REQUIREMENT:
Substitute "petal" for "leaf" in the listing below and reproduce it with everything else unchanged. Leave the pictures out of your answer.

--- Start of LISTED ENTRIES ---

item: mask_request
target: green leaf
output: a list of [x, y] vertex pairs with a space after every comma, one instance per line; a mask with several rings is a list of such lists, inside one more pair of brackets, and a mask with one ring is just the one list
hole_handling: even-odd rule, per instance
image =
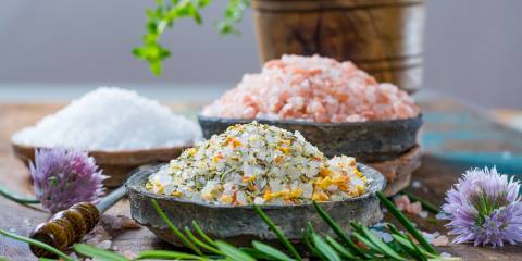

--- End of LISTED ENTRIES ---

COMPLETE ANSWER:
item: mask_request
target: green petal
output: a list of [x, y] vertex pairs with a space after every comma, one instance per line; a mask with several rings is a list of such lists, inside one more pair of brackets, and a mask with one ring is just the one list
hole_handling: even-odd rule, per instance
image =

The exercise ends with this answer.